| Source text |
== Segment start ==
Walter Piper

I am a professor of biology at Chapman University in Orange, California. As an ecologist, I have always been interested in how animals use and acquire space where they live and breed. Since most animals must compete for space with others of their species, my interest has led naturally to study of animal aggression and competition. My PhD focused on how the social rank of a white-throated sparrow (Zonotrichia albicollis) in a winter dominance hierarchy affected its local movements and likelihood of survival. I have also investigated aggression and breeding among stripe-backed wrens (Campylorhynchus nuchalis) in Venezuela. But since 1993, my work has focused on territory defense, habitat selection, and breeding behavior of loons in northern Wisconsin and, more recently, north-central Minnesota.

In 2019, a thorough analysis of the demography of my Wisconsin loon population revealed alarming declines in the survival rates of chicks and young adults. Faced with the possible disappearance of loons from northern Wisconsin during my lifetime, I have turned my attention to conservation of loons in the Upper Midwest.
== Segment end ==
| Record extracts |
== Segment start ==
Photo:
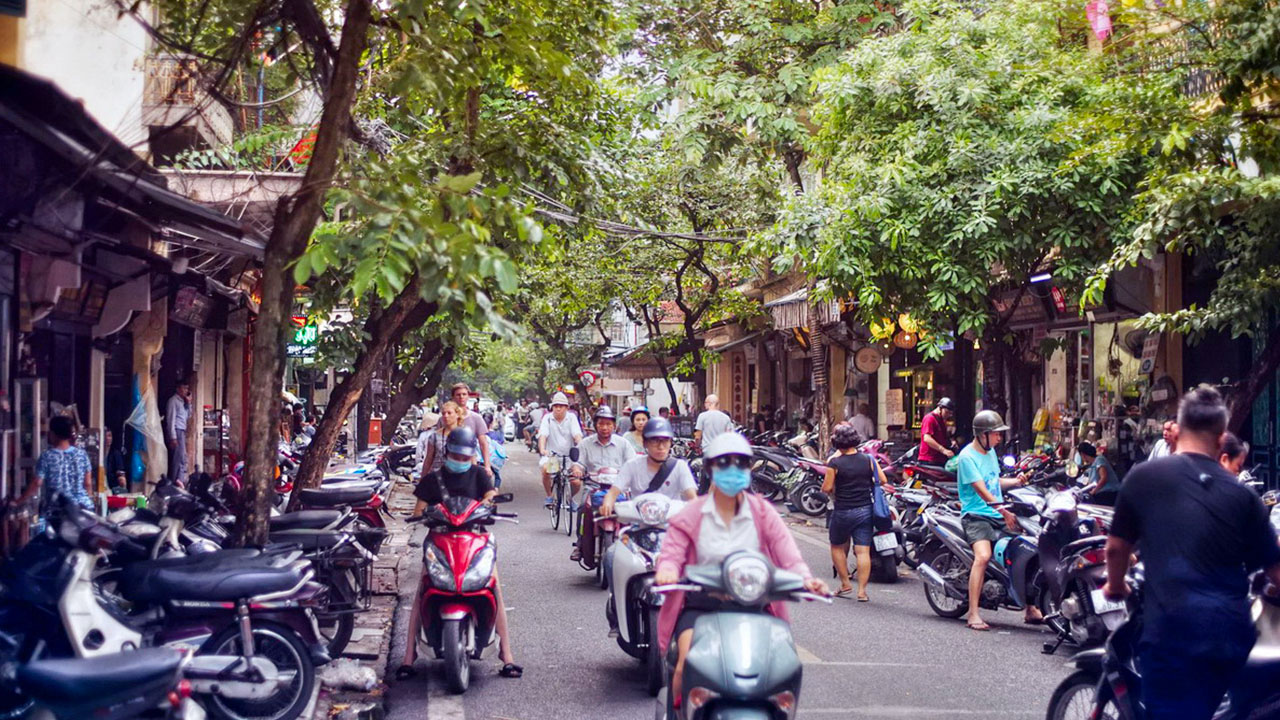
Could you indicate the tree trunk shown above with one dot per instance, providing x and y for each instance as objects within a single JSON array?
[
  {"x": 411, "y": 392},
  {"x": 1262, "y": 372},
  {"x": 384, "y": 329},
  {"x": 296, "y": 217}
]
== Segment end ==
== Segment start ==
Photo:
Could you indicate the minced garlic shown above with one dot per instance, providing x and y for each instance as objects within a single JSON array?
== Segment end ==
| Problem 1 |
Translate this sentence from the Walter Piper profile into Spanish: "In 2019, a thorough analysis of the demography of my Wisconsin loon population revealed alarming declines in the survival rates of chicks and young adults."
| Problem 2 |
Quote the Walter Piper profile from "Walter Piper" up to and including "recently, north-central Minnesota.".

| Expected output 1 |
En 2019, un análisis exhaustivo de la demografía de mi población de colimbos de Wisconsin reveló descensos alarmantes en las tasas de supervivencia de los polluelos y de los adultos jóvenes.

| Expected output 2 |
Walter Piper

I am a professor of biology at Chapman University in Orange, California. As an ecologist, I have always been interested in how animals use and acquire space where they live and breed. Since most animals must compete for space with others of their species, my interest has led naturally to study of animal aggression and competition. My PhD focused on how the social rank of a white-throated sparrow (Zonotrichia albicollis) in a winter dominance hierarchy affected its local movements and likelihood of survival. I have also investigated aggression and breeding among stripe-backed wrens (Campylorhynchus nuchalis) in Venezuela. But since 1993, my work has focused on territory defense, habitat selection, and breeding behavior of loons in northern Wisconsin and, more recently, north-central Minnesota.